(Stored dataset items)
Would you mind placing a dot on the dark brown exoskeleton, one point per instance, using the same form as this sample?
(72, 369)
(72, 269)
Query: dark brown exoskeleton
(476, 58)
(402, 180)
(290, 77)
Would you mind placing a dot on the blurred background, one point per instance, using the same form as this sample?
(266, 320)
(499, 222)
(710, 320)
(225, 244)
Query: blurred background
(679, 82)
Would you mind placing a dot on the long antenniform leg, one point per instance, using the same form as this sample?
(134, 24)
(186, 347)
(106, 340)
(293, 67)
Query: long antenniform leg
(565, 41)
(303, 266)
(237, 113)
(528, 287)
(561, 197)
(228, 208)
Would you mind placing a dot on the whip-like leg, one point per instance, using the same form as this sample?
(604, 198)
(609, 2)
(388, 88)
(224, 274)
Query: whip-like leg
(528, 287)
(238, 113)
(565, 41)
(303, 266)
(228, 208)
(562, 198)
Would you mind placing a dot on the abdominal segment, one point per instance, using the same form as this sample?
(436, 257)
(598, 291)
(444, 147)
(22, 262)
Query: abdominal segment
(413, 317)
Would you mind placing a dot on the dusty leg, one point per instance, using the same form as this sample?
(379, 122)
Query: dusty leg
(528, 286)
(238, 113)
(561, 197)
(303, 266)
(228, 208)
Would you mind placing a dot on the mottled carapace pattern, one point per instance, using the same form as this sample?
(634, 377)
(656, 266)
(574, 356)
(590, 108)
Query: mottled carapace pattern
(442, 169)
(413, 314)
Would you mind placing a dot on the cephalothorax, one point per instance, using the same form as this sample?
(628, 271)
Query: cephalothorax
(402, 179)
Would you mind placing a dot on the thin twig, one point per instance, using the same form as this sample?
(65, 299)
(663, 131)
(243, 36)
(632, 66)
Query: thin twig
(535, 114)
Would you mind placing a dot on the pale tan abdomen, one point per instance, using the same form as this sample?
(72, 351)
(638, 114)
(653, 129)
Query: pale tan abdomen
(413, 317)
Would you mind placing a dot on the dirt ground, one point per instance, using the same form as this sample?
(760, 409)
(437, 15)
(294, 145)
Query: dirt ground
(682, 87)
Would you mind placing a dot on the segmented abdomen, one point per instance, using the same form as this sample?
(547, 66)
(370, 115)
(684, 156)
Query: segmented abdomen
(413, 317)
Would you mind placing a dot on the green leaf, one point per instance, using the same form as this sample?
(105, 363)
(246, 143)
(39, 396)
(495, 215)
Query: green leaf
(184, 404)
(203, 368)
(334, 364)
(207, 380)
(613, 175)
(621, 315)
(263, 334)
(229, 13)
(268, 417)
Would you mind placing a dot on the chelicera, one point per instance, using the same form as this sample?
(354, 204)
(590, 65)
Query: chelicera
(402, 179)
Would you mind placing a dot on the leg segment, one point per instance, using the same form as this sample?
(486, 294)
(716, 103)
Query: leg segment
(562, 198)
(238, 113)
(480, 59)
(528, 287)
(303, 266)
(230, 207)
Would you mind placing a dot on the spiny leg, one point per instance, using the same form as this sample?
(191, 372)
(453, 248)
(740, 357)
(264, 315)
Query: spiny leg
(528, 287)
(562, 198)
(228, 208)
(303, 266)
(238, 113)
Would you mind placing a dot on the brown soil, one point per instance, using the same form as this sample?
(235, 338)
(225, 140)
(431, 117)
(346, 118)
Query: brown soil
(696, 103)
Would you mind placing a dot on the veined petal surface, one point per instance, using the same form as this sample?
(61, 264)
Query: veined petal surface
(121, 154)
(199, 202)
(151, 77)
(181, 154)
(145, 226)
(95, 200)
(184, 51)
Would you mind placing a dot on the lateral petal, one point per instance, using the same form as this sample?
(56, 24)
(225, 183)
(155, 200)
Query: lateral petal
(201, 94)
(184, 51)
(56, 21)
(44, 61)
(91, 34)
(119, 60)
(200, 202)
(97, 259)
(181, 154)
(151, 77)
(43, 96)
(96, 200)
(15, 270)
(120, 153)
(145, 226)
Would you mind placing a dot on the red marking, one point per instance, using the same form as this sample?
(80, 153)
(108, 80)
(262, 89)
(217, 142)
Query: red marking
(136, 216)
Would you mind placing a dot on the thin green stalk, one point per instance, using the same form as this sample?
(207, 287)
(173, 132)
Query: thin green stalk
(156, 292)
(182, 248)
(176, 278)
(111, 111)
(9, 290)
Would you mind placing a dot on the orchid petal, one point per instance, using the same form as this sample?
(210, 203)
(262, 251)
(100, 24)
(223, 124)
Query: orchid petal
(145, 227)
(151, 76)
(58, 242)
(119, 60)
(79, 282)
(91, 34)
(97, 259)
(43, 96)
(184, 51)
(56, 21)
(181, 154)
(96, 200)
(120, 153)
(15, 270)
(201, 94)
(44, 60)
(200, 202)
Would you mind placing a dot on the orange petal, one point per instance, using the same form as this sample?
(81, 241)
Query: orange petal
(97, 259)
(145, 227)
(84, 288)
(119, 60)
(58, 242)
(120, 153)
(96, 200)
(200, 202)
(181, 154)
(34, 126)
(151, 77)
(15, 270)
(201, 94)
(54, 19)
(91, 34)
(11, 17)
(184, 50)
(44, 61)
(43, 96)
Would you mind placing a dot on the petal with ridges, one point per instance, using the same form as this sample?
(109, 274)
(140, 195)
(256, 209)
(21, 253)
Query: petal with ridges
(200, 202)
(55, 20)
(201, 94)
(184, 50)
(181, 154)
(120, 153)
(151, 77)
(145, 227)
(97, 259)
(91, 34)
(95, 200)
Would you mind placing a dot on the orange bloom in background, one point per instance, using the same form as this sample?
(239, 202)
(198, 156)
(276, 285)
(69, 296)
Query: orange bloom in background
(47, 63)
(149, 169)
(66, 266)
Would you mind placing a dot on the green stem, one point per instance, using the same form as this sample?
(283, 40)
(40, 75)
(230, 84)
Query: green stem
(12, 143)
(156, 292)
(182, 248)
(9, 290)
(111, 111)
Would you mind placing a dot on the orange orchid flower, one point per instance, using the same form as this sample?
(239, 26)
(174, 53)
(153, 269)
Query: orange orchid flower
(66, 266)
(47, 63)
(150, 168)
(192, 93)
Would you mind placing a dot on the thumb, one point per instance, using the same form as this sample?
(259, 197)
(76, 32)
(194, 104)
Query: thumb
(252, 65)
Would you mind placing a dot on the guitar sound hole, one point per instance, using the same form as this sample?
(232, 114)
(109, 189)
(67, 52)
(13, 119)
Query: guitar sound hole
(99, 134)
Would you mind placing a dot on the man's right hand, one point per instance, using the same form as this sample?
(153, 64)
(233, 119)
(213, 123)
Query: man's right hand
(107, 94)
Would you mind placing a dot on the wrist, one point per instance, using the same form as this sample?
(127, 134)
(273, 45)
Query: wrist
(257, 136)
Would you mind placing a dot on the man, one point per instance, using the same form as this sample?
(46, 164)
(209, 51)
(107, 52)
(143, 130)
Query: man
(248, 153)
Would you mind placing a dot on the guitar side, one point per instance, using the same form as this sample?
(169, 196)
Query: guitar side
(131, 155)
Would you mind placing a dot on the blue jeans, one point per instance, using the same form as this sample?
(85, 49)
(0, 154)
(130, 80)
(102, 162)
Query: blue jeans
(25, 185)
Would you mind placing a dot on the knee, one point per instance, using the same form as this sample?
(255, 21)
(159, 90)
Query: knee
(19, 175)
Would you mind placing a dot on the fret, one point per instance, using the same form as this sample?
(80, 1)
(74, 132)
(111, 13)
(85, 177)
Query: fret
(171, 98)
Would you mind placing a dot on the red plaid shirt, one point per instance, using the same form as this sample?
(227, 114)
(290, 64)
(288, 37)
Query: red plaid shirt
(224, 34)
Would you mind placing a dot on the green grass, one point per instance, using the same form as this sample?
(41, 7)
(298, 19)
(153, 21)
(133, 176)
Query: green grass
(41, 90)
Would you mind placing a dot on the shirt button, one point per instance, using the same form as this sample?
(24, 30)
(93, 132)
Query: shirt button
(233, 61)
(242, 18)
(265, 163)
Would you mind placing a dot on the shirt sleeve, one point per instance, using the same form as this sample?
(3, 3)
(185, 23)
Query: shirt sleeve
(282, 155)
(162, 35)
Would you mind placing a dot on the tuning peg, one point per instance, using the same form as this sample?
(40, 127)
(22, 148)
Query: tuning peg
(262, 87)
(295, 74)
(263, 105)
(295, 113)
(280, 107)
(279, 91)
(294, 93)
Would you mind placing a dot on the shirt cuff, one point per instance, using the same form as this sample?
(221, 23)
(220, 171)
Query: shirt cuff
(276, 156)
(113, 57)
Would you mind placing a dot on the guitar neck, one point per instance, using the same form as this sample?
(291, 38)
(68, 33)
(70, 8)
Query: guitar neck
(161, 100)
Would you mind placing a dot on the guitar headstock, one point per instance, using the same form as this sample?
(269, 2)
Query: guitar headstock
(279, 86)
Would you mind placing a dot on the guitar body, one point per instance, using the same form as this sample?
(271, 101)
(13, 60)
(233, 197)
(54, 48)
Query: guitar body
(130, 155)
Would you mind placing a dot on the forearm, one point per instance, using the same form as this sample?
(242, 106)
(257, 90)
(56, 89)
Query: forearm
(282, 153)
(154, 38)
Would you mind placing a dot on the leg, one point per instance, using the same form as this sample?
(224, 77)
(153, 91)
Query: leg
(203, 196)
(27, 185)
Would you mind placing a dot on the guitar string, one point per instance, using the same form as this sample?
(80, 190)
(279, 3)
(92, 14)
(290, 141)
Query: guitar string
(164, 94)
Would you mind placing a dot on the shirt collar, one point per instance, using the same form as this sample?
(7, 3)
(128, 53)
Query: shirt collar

_About this exercise_
Determine the number of lines in the data that include the word "collar", and provide that number without comment.

_Answer section_
2